Given problem 1 —
In the ramen thread, rewrite the passage between "## pdswife (Oct" and "Constance (Oct 5, 2005)", inclusive, swapping "corn" for "carrots".

# What do you put in your ramen?



## Lugaru (Oct 5, 2005)

You know... instant noodles. 

My favorites:

Using not that much water, frying the noodles with frozen veggies, a diced chinese sausage and curry powder. 

Making the soup regularly, keeping the heat real high and crack and egg in. Maybe a little soysauce and hotsauce. 

Put cheese sandwich in a bowl, pour instant soup on top. Gooeylicious!


----------



## licia (Oct 5, 2005)

I've never had them.


----------



## pdswife (Oct 5, 2005)

I don't eat them very often... once a year maybe.  But, my son loves them.  He opens a small can of peas and a can of corn and throws those in.  He also takes out most of the broth.  It's just toooo salty.


----------



## Constance (Oct 5, 2005)

My grandson practically lives off them. He dumps off most of the water and eats them plain. 
I've made some very good casseroles with them...and you sure can't beat the price.


----------



## Ishbel (Oct 5, 2005)

If I've got a small amount of a clear soup left over, eg cock a leekie - I just pour it over the ramen noodles for a satisfying lunch snack.

I also like to use them in stir fries.


----------



## htc (Oct 5, 2005)

Supplied records —
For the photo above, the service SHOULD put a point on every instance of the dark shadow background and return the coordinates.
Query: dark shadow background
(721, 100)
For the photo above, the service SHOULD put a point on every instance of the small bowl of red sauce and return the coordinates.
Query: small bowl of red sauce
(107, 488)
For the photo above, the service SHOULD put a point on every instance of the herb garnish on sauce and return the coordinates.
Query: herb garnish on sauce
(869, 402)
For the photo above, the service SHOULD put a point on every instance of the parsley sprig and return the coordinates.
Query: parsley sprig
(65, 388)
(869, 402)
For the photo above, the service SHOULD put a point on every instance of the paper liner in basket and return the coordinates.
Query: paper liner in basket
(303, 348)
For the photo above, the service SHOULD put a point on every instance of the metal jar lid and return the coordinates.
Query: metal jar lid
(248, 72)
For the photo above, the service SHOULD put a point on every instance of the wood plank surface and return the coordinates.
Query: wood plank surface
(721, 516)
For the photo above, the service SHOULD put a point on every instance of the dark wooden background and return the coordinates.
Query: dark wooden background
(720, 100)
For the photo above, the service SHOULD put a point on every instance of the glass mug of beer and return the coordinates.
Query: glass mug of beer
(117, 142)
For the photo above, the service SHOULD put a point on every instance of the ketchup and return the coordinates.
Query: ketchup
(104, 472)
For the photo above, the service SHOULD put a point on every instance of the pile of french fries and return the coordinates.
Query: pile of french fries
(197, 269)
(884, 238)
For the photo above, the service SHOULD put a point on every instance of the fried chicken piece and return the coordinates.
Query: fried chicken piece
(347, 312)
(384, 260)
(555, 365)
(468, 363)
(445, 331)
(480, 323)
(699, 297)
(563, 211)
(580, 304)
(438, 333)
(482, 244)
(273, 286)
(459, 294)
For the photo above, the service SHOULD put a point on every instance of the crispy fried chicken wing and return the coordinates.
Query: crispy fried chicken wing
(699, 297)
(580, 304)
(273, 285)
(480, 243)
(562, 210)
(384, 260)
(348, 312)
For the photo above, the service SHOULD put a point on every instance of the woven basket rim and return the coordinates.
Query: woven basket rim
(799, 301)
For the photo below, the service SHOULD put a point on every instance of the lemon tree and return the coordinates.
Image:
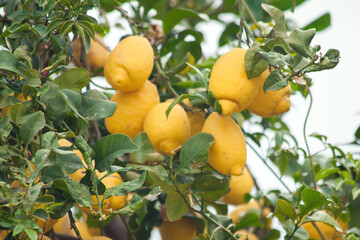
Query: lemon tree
(152, 135)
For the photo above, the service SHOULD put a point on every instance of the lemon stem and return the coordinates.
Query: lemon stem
(306, 142)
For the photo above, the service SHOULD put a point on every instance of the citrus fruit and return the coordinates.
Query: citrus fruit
(114, 202)
(228, 153)
(230, 84)
(183, 229)
(131, 109)
(245, 235)
(196, 117)
(239, 186)
(167, 134)
(270, 103)
(130, 64)
(96, 56)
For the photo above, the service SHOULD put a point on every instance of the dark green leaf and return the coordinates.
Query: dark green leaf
(194, 153)
(320, 23)
(95, 105)
(321, 216)
(284, 211)
(254, 63)
(32, 124)
(74, 79)
(280, 28)
(175, 206)
(210, 186)
(174, 16)
(300, 41)
(274, 81)
(109, 147)
(125, 187)
(146, 152)
(312, 199)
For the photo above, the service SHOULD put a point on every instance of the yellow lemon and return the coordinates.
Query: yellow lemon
(245, 235)
(271, 103)
(80, 173)
(242, 209)
(114, 202)
(228, 153)
(97, 54)
(327, 231)
(130, 64)
(167, 134)
(196, 117)
(183, 229)
(131, 110)
(230, 84)
(239, 186)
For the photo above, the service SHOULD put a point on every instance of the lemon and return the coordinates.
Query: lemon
(228, 153)
(80, 173)
(167, 134)
(196, 117)
(245, 235)
(130, 64)
(183, 229)
(114, 202)
(271, 103)
(97, 54)
(131, 110)
(326, 230)
(230, 84)
(239, 186)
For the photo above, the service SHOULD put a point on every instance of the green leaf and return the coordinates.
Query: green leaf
(210, 186)
(174, 16)
(194, 153)
(300, 41)
(175, 206)
(146, 152)
(125, 187)
(95, 105)
(284, 211)
(274, 81)
(109, 147)
(280, 28)
(74, 79)
(32, 124)
(5, 126)
(250, 220)
(312, 199)
(320, 23)
(321, 216)
(254, 63)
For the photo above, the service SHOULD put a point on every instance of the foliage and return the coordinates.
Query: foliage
(60, 101)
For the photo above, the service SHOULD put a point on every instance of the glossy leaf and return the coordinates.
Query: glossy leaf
(194, 153)
(109, 147)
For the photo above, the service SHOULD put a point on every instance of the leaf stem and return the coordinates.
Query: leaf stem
(268, 166)
(305, 139)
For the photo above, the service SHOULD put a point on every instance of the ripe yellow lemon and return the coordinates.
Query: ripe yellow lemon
(130, 64)
(271, 103)
(183, 229)
(114, 202)
(96, 56)
(167, 134)
(196, 117)
(80, 173)
(228, 153)
(131, 110)
(326, 230)
(239, 186)
(245, 235)
(230, 84)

Given problem 2 —
Copy out word for word the lines of the listing from the line holding "dark green leaf and return the coordinates." through the end of the listing, both ends included.

Full answer 1 —
## pdswife (Oct 5, 2005)

I don't eat them very often... once a year maybe.  But, my son loves them.  He opens a small can of peas and a can of carrots and throws those in.  He also takes out most of the broth.  It's just toooo salty.


----------



## Constance (Oct 5, 2005)

Full answer 2 —
For the photo above, the service SHOULD put a point on every instance of the dark green leaf and return the coordinates.
Query: dark green leaf
(194, 153)
(320, 23)
(95, 105)
(321, 216)
(284, 211)
(254, 63)
(32, 124)
(74, 79)
(280, 28)
(175, 206)
(210, 186)
(174, 16)
(300, 41)
(274, 81)
(109, 147)
(125, 187)
(146, 152)
(312, 199)
For the photo above, the service SHOULD put a point on every instance of the yellow lemon and return the coordinates.
Query: yellow lemon
(245, 235)
(271, 103)
(80, 173)
(242, 209)
(114, 202)
(228, 153)
(97, 54)
(327, 231)
(130, 64)
(167, 134)
(196, 117)
(183, 229)
(131, 110)
(230, 84)
(239, 186)
For the photo above, the service SHOULD put a point on every instance of the lemon and return the coordinates.
Query: lemon
(228, 153)
(80, 173)
(167, 134)
(196, 117)
(245, 235)
(130, 64)
(183, 229)
(114, 202)
(271, 103)
(97, 54)
(131, 110)
(326, 230)
(230, 84)
(239, 186)
For the photo above, the service SHOULD put a point on every instance of the green leaf and return the coordinates.
Query: green leaf
(210, 186)
(174, 16)
(194, 153)
(300, 41)
(175, 206)
(146, 152)
(125, 187)
(95, 105)
(284, 211)
(274, 81)
(109, 147)
(280, 28)
(74, 79)
(32, 124)
(5, 126)
(250, 220)
(312, 199)
(320, 23)
(321, 216)
(254, 63)
For the photo above, the service SHOULD put a point on every instance of the foliage and return the coordinates.
Query: foliage
(60, 101)
For the photo above, the service SHOULD put a point on every instance of the glossy leaf and return the coordinates.
Query: glossy leaf
(194, 153)
(109, 147)
For the photo above, the service SHOULD put a point on every instance of the leaf stem and return the coordinates.
Query: leaf stem
(268, 166)
(305, 139)
For the photo above, the service SHOULD put a point on every instance of the ripe yellow lemon and return the coordinates.
Query: ripe yellow lemon
(130, 64)
(271, 103)
(183, 229)
(114, 202)
(96, 56)
(167, 134)
(196, 117)
(80, 173)
(228, 153)
(131, 110)
(326, 230)
(239, 186)
(245, 235)
(230, 84)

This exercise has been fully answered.